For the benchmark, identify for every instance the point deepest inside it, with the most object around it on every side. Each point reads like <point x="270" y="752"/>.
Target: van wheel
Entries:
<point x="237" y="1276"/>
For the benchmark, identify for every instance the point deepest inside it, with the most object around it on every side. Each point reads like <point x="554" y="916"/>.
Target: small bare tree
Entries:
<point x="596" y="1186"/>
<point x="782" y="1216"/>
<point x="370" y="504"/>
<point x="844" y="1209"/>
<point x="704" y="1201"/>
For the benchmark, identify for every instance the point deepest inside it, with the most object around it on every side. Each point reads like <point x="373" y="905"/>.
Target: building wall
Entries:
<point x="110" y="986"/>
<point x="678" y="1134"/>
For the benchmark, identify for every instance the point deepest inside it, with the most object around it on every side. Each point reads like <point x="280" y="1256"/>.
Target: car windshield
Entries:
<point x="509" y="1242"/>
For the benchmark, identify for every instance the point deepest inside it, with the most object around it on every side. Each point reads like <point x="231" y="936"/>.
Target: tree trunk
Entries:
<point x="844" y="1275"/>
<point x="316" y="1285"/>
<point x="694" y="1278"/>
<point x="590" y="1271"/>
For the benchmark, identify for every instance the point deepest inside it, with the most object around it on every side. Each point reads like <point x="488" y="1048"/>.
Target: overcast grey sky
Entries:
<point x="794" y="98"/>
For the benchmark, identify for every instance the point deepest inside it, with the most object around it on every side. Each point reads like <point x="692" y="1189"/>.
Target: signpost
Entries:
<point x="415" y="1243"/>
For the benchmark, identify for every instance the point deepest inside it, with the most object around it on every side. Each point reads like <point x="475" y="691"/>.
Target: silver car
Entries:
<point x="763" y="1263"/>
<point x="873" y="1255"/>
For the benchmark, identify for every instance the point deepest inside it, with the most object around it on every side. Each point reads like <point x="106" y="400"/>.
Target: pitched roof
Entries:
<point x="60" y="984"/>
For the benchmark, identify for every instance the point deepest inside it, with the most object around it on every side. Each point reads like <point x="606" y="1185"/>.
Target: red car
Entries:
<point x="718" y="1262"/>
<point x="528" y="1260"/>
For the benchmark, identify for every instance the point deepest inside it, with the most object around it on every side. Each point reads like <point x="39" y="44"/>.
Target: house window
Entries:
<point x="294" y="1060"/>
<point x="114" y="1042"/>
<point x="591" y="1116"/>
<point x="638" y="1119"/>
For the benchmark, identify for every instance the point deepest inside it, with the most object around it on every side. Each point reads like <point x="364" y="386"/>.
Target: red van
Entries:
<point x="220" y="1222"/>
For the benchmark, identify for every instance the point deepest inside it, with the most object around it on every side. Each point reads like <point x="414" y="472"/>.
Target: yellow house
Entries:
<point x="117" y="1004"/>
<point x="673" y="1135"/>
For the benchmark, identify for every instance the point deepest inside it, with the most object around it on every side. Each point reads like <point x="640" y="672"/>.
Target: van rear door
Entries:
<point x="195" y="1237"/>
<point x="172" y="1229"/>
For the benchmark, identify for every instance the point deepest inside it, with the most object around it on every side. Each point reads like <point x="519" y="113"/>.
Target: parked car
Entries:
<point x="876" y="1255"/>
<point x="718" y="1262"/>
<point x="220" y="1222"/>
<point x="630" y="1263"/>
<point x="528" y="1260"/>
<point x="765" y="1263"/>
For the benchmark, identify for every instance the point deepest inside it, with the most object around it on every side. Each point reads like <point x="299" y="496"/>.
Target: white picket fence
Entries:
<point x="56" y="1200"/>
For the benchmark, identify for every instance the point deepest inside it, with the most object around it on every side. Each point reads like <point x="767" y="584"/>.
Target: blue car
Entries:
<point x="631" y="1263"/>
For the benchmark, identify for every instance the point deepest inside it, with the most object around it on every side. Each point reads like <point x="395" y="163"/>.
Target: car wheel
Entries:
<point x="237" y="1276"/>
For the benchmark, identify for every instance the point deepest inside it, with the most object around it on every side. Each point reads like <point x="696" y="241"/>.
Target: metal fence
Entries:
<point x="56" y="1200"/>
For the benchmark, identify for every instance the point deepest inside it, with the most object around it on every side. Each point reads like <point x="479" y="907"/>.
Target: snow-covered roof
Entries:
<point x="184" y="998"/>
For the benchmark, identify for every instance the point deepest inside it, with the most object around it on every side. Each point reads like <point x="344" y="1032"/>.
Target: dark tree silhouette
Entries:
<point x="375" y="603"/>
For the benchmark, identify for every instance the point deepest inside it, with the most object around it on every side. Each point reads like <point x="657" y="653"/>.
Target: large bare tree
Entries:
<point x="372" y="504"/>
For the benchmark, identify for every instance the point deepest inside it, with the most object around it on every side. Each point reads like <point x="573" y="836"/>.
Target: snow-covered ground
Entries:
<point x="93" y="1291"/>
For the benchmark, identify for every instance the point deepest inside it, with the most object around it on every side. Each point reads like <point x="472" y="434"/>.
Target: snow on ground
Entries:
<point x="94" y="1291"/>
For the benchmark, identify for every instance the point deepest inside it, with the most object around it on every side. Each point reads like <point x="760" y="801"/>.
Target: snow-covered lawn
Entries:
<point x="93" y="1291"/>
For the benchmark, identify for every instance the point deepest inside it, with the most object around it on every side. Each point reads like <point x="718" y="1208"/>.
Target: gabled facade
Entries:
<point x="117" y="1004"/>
________________________
INSTRUCTIONS FOR THE TASK: Reproduce the complete set of lines precisely as supplied.

ANSWER TO THE TASK:
For the benchmark, identify for every instance the point deepest inside it, with the most object around it on every side. Each point reads like <point x="270" y="752"/>.
Target: van wheel
Entries:
<point x="237" y="1276"/>
For the benchmark, identify for every instance the point deepest inside it, with the most object around it on every side. Each point reads like <point x="554" y="916"/>.
Target: small bare tree
Entries:
<point x="596" y="1186"/>
<point x="782" y="1216"/>
<point x="370" y="504"/>
<point x="844" y="1209"/>
<point x="704" y="1201"/>
For the benchmark, identify for every instance the point deepest inside it, with the most object around it on every side. Each point reads like <point x="373" y="905"/>.
Target: building wall
Entries:
<point x="110" y="986"/>
<point x="678" y="1134"/>
For the benchmark, identify for every instance the point deepest inside it, with the most object around it on every side. Each point reads like <point x="280" y="1256"/>.
Target: car windshield
Entries:
<point x="509" y="1242"/>
For the benchmark, identify for every instance the point deepest inside it, with the most object around it on every side. Each point reads like <point x="231" y="936"/>.
Target: tree trunk
Entries:
<point x="844" y="1275"/>
<point x="316" y="1285"/>
<point x="694" y="1278"/>
<point x="590" y="1271"/>
For the benchmark, identify for every instance the point deepest inside it, with the most object around it on every side. Each point reads like <point x="488" y="1048"/>.
Target: overcast grey sky
Entries:
<point x="794" y="98"/>
For the benchmark, identify for every instance the point deepest inside it, with the most object around it on every side. Each point reads like <point x="692" y="1189"/>.
Target: signpost
Entries:
<point x="415" y="1243"/>
For the benchmark, identify for every instance the point deepest inside it, with the most object around it on every side. Each point reads like <point x="475" y="691"/>.
Target: silver car
Entries:
<point x="763" y="1263"/>
<point x="873" y="1255"/>
For the benchmark, identify for every instance the point deepest inside it, with the most object around it on every side. Each point reads like <point x="106" y="400"/>.
Target: pitched roof
Entries:
<point x="60" y="984"/>
For the benchmark, identify for every instance the point deepest inside it, with the most object around it on every side. Each point reads like <point x="606" y="1185"/>.
Target: red car
Entries:
<point x="718" y="1262"/>
<point x="528" y="1260"/>
For the benchmark, identify for every instance the point deepest inside it, with the most object around it on every side. Each point reads like <point x="39" y="44"/>.
Target: house window
Entries:
<point x="294" y="1060"/>
<point x="114" y="1042"/>
<point x="591" y="1116"/>
<point x="638" y="1119"/>
For the benchmark, identify for every instance the point deepest inside it, with the most object around it on every side. Each point reads like <point x="364" y="386"/>.
Target: red van
Entries:
<point x="220" y="1222"/>
For the benchmark, identify for every instance the point deepest inside it, with the most object around it on every side. Each point reads like <point x="414" y="472"/>.
Target: yellow house
Entries:
<point x="117" y="1004"/>
<point x="673" y="1135"/>
For the benchmark, identify for every instance the point deepest inside it, with the most object around it on every side. Each point reads like <point x="640" y="672"/>.
Target: van rear door
Entries:
<point x="195" y="1237"/>
<point x="172" y="1229"/>
For the benchmark, identify for every instance the point deepest inside it, with the most object around it on every side. Each point reads like <point x="519" y="113"/>.
Target: parked car
Entries:
<point x="876" y="1255"/>
<point x="718" y="1262"/>
<point x="220" y="1222"/>
<point x="630" y="1263"/>
<point x="528" y="1260"/>
<point x="765" y="1263"/>
For the benchmark, identify for every instance the point deepest inside it, with the most object around it on every side. Each point reads like <point x="299" y="496"/>.
Target: white picket fence
Entries:
<point x="56" y="1200"/>
For the benchmark, identify for every instance the point deepest inside it, with the most object around it on every side. Each point reads like <point x="767" y="584"/>.
Target: blue car
Entries:
<point x="631" y="1263"/>
For the benchmark, identify for every instance the point deepest inside it, with the most object around it on every side. Each point reads like <point x="395" y="163"/>.
Target: car wheel
Entries:
<point x="237" y="1276"/>
For the benchmark, identify for every instance the point deepest inside it, with the most object around it on every side. Each point reads like <point x="696" y="241"/>.
Target: metal fence
Entries:
<point x="56" y="1200"/>
For the benchmark, identify for every instance the point deepest inside it, with the most object around it on every side. Each point reads like <point x="479" y="907"/>.
Target: snow-covered roof
Entries:
<point x="184" y="998"/>
For the benchmark, identify for every instance the point deepest inside it, with the most object around it on every side. Each point reads like <point x="344" y="1032"/>.
Target: dark tree silhouette
Entries:
<point x="375" y="603"/>
For the benchmark, identify for every instance the point deepest inside it, with the most object around it on every side. Each point reads like <point x="657" y="653"/>.
Target: large bare tree
Entries:
<point x="372" y="504"/>
For the benchmark, identify for every instance the point deepest inside it, with the most object around it on every side. Each point reads like <point x="573" y="836"/>.
Target: snow-covered ground
Entries:
<point x="93" y="1291"/>
For the benchmark, identify for every instance the point deepest inside it, with the most object around it on every side. Each point reads like <point x="472" y="434"/>.
Target: snow on ground
Entries:
<point x="94" y="1291"/>
For the benchmark, identify for every instance the point deepest inside it, with the most object around it on every side. Each point reads like <point x="760" y="801"/>.
Target: snow-covered lawn
Entries:
<point x="93" y="1291"/>
For the benchmark, identify for every instance the point deepest inside it, with the most object around it on every side. Each point reads like <point x="718" y="1208"/>.
Target: gabled facade
Entries:
<point x="117" y="1004"/>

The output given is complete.